#### Input material ####

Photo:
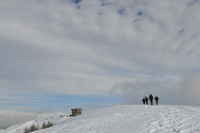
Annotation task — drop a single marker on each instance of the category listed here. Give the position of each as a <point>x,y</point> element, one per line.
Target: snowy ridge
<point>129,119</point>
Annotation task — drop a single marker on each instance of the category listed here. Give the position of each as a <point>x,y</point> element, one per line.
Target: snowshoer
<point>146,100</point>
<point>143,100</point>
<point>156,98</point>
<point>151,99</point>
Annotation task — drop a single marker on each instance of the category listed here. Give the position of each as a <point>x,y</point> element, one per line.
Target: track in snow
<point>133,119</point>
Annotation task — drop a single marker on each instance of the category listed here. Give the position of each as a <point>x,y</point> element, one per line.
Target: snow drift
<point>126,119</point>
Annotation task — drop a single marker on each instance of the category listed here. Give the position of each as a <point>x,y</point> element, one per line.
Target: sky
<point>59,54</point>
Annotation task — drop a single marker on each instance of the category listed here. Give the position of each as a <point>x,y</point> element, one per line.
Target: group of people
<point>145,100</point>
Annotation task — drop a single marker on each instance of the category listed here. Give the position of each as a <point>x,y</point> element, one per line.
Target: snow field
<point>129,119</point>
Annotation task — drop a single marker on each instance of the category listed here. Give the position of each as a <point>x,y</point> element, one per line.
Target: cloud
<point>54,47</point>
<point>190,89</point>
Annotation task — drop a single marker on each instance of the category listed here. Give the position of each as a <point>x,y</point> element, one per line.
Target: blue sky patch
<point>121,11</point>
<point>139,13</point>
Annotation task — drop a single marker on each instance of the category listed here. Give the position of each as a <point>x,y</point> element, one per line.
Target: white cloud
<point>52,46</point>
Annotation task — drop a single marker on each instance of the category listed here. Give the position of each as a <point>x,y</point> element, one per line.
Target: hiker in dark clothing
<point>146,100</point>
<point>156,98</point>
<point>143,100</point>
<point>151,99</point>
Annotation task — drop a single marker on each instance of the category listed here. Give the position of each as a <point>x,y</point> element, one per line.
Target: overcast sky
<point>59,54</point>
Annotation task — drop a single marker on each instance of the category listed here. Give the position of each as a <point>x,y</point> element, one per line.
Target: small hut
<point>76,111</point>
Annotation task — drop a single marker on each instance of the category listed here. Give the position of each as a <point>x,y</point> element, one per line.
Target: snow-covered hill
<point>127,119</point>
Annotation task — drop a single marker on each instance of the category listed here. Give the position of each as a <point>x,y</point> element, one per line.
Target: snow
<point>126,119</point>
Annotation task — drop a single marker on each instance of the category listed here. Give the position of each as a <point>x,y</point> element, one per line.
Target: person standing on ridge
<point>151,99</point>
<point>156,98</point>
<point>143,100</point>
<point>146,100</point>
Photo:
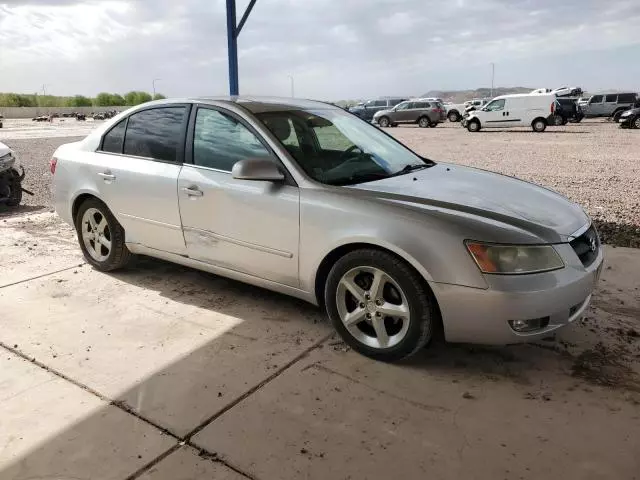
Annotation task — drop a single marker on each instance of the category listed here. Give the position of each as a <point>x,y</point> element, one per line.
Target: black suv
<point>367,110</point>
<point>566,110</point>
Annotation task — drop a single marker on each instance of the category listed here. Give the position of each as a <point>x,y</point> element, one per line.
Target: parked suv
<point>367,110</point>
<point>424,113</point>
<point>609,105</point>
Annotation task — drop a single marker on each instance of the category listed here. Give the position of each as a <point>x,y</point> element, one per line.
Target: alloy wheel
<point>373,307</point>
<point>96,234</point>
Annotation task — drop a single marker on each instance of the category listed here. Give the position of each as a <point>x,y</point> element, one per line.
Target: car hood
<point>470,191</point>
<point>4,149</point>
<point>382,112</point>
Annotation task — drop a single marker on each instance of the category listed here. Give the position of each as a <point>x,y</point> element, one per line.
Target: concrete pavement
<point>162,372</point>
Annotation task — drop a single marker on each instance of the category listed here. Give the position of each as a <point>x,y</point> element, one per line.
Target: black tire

####

Your answer must be an exact transcription of every entry, minus the pictures.

Photo:
Annotation task — drop a single marker on each instance of the category listed here. Give the position of each as a <point>x,y</point> element, one per line.
Target: snowy ridge
<point>129,119</point>
Annotation task — drop a single marker on each instance of the category listed here. Give the position of each as a <point>x,y</point> element, one per line.
Target: snowshoer
<point>146,100</point>
<point>143,100</point>
<point>156,98</point>
<point>151,99</point>
Annotation task — drop a single marker on each instance of the category listed here. Give the position of each as a <point>x,y</point> element, one per line.
Target: track in snow
<point>133,119</point>
Annotation task — drop a single marker on each instance of the category listed here. Give the position of each as a <point>x,y</point> element, one per line.
Target: snow drift
<point>126,119</point>
Annotation task — drop a single marker on each instance of the category listed here. Give the position of each as a <point>x,y</point> element, one per line.
Target: sky
<point>59,54</point>
Annotation task — drop a single marker on each instance of the category listed here. Give the position of each as a <point>x,y</point> element, one per line.
Target: group of people
<point>145,100</point>
Annotation task — drop a single marker on each instance of the category listed here. Give the position of each as a <point>x,y</point> element, one per line.
Target: snow field
<point>129,119</point>
Annotation task — drop a single marker on each instance of the category listed here. Give the position of each as a <point>x,y</point> element, one per line.
Target: cloud
<point>54,47</point>
<point>190,89</point>
Annotation task — drop a single marker on each instance of the category listed here. Give the position of each as a <point>x,y</point> element, one per line.
Target: blue sky patch
<point>121,11</point>
<point>139,13</point>
Annotation task — drop a single marker on each instance of the category listed here. Give the position of each as a <point>x,y</point> element, one per line.
Target: white cloud
<point>52,46</point>
Annotation task — drop a single marker on each instance of the category listed here. Give the position of each as a <point>x,y</point> element, one per line.
Target: hiker in dark clothing
<point>146,100</point>
<point>156,98</point>
<point>143,100</point>
<point>151,99</point>
Annotation task — drop a single marker on each instance of the category listed here. Give the position of each as a <point>x,y</point> element, one per line.
Target: overcast sky
<point>59,54</point>
Annotation task — drop a single marker on each instance of the category listed here. Give the position of each as a <point>x,y</point> element, one per line.
Target: small hut
<point>76,111</point>
Annotation task — drop a single marker on each instance of the category listed here. Give the position of each as a <point>x,y</point> element, one per line.
Target: snow-covered hill
<point>127,119</point>
Annotation task — drop a single marker on each instance of the category listed here. Give the position of each as a <point>x,y</point> element, one per line.
Target: snow
<point>126,119</point>
Annotation task — drop a single marker on each instance of the category listed here. Give the position of each as a <point>x,y</point> element, one per line.
Target: person standing on ridge
<point>151,99</point>
<point>156,98</point>
<point>143,100</point>
<point>146,100</point>
Photo:
Annotation task — drop a single marker on each instance of the category listed here. Give the position of each as a <point>x,y</point> element, one per line.
Target: black suv
<point>367,110</point>
<point>566,110</point>
Annotation task — drop a single marker on each instance of the category listed here. Give the position of each as a <point>x,y</point> element, one per line.
Target: parked suv
<point>367,110</point>
<point>424,113</point>
<point>609,105</point>
Annotation task — drop a single marker on each instance of the category listed here. Give the position of each as a <point>x,y</point> element, one per line.
Target: alloy wheel
<point>373,307</point>
<point>96,234</point>
Annotation task — drop a single marker on each instance of the category listed here. Give the position of each as a <point>x,y</point> element, one per line.
Target: car hood
<point>470,191</point>
<point>4,149</point>
<point>382,112</point>
Annotation task — drop a single marker on each instance of the category listed here. Give the position of each as a <point>x,y</point> element, one per line.
Target: concrete pavement
<point>162,372</point>
Annotation task — drop a single marker on each instance of the category listed here. Give the position of each as a <point>x,y</point> element, one per line.
Target: black tire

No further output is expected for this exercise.